* **The problem**
Could you recast all of the items below as a numbered list, dropping the blank lines?

* * *

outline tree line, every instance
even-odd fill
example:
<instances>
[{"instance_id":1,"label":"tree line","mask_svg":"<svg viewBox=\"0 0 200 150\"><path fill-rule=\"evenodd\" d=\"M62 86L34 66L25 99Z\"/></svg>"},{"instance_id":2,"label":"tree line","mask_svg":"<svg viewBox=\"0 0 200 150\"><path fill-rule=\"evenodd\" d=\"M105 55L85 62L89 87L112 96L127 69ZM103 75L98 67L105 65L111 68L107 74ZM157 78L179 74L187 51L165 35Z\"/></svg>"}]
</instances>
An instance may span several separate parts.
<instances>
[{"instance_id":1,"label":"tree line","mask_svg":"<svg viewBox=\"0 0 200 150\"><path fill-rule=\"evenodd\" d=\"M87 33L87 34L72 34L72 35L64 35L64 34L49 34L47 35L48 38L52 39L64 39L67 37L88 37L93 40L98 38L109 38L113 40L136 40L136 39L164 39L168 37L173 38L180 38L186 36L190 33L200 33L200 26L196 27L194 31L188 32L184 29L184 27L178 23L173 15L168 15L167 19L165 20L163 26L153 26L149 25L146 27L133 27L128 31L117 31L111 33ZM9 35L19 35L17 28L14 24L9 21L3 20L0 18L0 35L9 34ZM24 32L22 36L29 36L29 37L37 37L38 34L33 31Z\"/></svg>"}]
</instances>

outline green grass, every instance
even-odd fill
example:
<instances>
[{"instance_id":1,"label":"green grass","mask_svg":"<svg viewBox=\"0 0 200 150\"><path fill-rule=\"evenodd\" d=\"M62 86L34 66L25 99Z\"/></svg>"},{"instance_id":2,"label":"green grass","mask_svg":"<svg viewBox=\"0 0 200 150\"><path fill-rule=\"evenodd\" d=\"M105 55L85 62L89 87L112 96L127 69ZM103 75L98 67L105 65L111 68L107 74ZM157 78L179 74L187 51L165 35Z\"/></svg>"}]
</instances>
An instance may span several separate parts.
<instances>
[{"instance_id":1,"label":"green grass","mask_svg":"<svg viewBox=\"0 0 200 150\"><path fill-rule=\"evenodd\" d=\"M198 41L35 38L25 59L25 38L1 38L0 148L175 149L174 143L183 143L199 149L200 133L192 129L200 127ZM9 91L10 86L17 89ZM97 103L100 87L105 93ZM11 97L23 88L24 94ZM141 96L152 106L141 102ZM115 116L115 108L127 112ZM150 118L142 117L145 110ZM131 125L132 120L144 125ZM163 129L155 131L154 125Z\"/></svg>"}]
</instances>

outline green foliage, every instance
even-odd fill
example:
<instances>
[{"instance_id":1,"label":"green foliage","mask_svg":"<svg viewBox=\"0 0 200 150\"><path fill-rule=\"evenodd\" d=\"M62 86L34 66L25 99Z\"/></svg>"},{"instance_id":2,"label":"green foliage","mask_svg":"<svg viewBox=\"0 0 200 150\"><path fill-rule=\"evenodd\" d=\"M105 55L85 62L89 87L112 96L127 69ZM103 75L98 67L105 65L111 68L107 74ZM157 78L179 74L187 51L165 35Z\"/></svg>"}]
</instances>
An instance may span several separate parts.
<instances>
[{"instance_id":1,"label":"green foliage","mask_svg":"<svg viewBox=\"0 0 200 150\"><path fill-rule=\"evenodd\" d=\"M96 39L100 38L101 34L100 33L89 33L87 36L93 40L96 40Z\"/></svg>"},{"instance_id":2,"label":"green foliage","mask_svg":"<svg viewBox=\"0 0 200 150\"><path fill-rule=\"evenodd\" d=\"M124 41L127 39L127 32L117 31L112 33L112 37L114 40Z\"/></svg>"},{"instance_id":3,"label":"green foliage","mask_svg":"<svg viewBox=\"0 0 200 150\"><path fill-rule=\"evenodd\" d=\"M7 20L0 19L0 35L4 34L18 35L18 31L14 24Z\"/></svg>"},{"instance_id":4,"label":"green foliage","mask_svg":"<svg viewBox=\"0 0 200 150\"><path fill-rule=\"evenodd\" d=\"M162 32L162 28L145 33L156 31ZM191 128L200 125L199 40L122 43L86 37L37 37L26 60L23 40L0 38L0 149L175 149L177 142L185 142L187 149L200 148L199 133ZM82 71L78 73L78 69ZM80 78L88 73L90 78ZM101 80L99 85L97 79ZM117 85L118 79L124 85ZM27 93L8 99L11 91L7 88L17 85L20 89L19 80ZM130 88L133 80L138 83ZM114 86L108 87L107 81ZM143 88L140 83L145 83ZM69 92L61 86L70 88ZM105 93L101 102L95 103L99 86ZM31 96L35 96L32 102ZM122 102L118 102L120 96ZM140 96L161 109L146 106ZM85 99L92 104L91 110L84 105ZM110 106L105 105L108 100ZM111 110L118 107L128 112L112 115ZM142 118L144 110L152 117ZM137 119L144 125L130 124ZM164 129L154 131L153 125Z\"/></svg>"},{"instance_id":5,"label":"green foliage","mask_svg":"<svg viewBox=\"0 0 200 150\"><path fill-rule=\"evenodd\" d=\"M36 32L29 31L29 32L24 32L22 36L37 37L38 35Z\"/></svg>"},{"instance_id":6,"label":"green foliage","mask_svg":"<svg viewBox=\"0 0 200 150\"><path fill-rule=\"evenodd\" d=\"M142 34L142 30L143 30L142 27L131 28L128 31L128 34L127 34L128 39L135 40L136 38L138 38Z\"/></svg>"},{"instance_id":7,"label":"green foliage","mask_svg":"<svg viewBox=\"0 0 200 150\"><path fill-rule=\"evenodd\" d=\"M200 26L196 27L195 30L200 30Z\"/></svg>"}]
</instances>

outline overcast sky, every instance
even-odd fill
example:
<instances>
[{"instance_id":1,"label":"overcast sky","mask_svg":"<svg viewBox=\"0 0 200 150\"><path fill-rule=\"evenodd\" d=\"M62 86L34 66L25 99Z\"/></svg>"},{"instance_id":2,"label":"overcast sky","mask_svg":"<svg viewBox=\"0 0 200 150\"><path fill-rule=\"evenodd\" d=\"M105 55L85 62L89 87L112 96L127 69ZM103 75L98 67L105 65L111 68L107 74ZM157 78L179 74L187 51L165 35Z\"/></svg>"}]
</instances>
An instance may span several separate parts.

* * *

* **Result for this exercise**
1. outline tree line, every instance
2. even-odd fill
3. example:
4. <instances>
5. [{"instance_id":1,"label":"tree line","mask_svg":"<svg viewBox=\"0 0 200 150\"><path fill-rule=\"evenodd\" d=\"M62 86L34 66L25 99Z\"/></svg>"},{"instance_id":2,"label":"tree line","mask_svg":"<svg viewBox=\"0 0 200 150\"><path fill-rule=\"evenodd\" d=\"M105 55L85 62L89 87L112 96L127 69ZM103 75L98 67L105 65L111 68L107 74ZM157 78L179 74L187 51L165 35Z\"/></svg>"}]
6. </instances>
7. An instance may span several separate parts.
8. <instances>
9. [{"instance_id":1,"label":"tree line","mask_svg":"<svg viewBox=\"0 0 200 150\"><path fill-rule=\"evenodd\" d=\"M87 33L87 34L72 34L72 35L64 35L64 34L49 34L47 35L48 38L52 39L64 39L67 37L88 37L93 40L98 38L109 38L113 40L136 40L136 39L164 39L168 37L173 38L180 38L186 36L190 33L200 33L200 26L196 27L194 31L188 32L184 29L184 27L178 23L173 15L168 15L167 19L165 20L163 26L153 26L149 25L146 27L133 27L128 31L117 31L111 33ZM9 35L19 35L17 28L14 24L9 21L3 20L0 18L0 35L9 34ZM24 32L22 36L29 36L29 37L37 37L38 34L33 31Z\"/></svg>"}]
10. </instances>
11. outline green grass, every instance
12. even-odd fill
13. example:
14. <instances>
15. [{"instance_id":1,"label":"green grass","mask_svg":"<svg viewBox=\"0 0 200 150\"><path fill-rule=\"evenodd\" d=\"M62 86L34 66L25 99Z\"/></svg>"},{"instance_id":2,"label":"green grass","mask_svg":"<svg viewBox=\"0 0 200 150\"><path fill-rule=\"evenodd\" d=\"M105 55L85 62L89 87L112 96L127 69ZM103 75L98 67L105 65L111 68L107 74ZM157 78L179 74L187 51L165 35Z\"/></svg>"}]
16. </instances>
17. An instance may span several separate parts.
18. <instances>
19. [{"instance_id":1,"label":"green grass","mask_svg":"<svg viewBox=\"0 0 200 150\"><path fill-rule=\"evenodd\" d=\"M198 41L35 38L25 59L25 38L1 38L0 148L175 149L174 143L183 143L199 149L200 133L192 129L200 127ZM9 91L10 86L17 89ZM97 103L100 87L105 93ZM11 97L23 88L24 94ZM141 96L152 106L141 102ZM115 116L115 108L127 112ZM150 118L142 117L145 110ZM131 125L132 120L144 125ZM163 129L155 131L154 125Z\"/></svg>"}]
20. </instances>
21. outline green foliage, every instance
22. even-odd fill
23. example:
24. <instances>
25. [{"instance_id":1,"label":"green foliage","mask_svg":"<svg viewBox=\"0 0 200 150\"><path fill-rule=\"evenodd\" d=\"M62 86L34 66L25 99Z\"/></svg>"},{"instance_id":2,"label":"green foliage","mask_svg":"<svg viewBox=\"0 0 200 150\"><path fill-rule=\"evenodd\" d=\"M105 55L85 62L89 87L112 96L127 69ZM103 75L98 67L105 65L111 68L107 74ZM157 78L179 74L187 51L165 35Z\"/></svg>"}]
26. </instances>
27. An instance may span several separate parts.
28. <instances>
29. [{"instance_id":1,"label":"green foliage","mask_svg":"<svg viewBox=\"0 0 200 150\"><path fill-rule=\"evenodd\" d=\"M96 39L100 38L101 34L100 33L89 33L87 36L93 40L96 40Z\"/></svg>"},{"instance_id":2,"label":"green foliage","mask_svg":"<svg viewBox=\"0 0 200 150\"><path fill-rule=\"evenodd\" d=\"M124 41L127 39L127 32L117 31L112 33L112 37L114 40Z\"/></svg>"},{"instance_id":3,"label":"green foliage","mask_svg":"<svg viewBox=\"0 0 200 150\"><path fill-rule=\"evenodd\" d=\"M7 20L0 19L0 35L4 34L18 35L18 31L14 24Z\"/></svg>"},{"instance_id":4,"label":"green foliage","mask_svg":"<svg viewBox=\"0 0 200 150\"><path fill-rule=\"evenodd\" d=\"M162 32L162 28L145 33L156 31ZM191 128L200 125L199 40L122 43L86 37L37 37L26 60L23 40L0 38L0 149L175 149L177 142L185 142L187 149L200 148L199 133ZM82 71L78 73L78 69ZM80 78L88 73L90 78ZM101 80L99 85L97 79ZM117 85L118 79L124 85ZM27 93L8 99L11 91L7 88L17 85L20 89L19 80ZM130 88L133 80L138 83ZM114 86L108 87L107 81ZM143 88L140 83L145 83ZM69 92L61 86L70 88ZM105 93L101 102L95 103L99 86ZM31 96L35 96L32 102ZM122 102L118 102L120 96ZM140 96L161 109L146 106ZM85 99L92 104L91 110L84 105ZM110 106L105 105L108 100ZM111 110L118 107L128 112L112 115ZM142 118L144 110L152 117ZM137 119L144 125L130 124ZM164 129L154 131L153 125Z\"/></svg>"},{"instance_id":5,"label":"green foliage","mask_svg":"<svg viewBox=\"0 0 200 150\"><path fill-rule=\"evenodd\" d=\"M36 32L29 31L29 32L24 32L22 36L37 37L38 35Z\"/></svg>"},{"instance_id":6,"label":"green foliage","mask_svg":"<svg viewBox=\"0 0 200 150\"><path fill-rule=\"evenodd\" d=\"M142 34L142 30L143 30L142 27L131 28L128 31L128 34L127 34L128 39L135 40L136 38L138 38Z\"/></svg>"},{"instance_id":7,"label":"green foliage","mask_svg":"<svg viewBox=\"0 0 200 150\"><path fill-rule=\"evenodd\" d=\"M200 26L196 27L195 30L200 30Z\"/></svg>"}]
30. </instances>
31. outline overcast sky, every instance
32. even-odd fill
33. example:
34. <instances>
35. [{"instance_id":1,"label":"overcast sky","mask_svg":"<svg viewBox=\"0 0 200 150\"><path fill-rule=\"evenodd\" d=\"M62 86L34 66L25 99Z\"/></svg>"},{"instance_id":2,"label":"overcast sky","mask_svg":"<svg viewBox=\"0 0 200 150\"><path fill-rule=\"evenodd\" d=\"M105 55L85 62L89 87L112 96L127 69ZM103 75L98 67L105 65L111 68L107 74ZM157 78L179 74L187 51L165 35Z\"/></svg>"}]
36. </instances>
37. An instance may span several separate parts.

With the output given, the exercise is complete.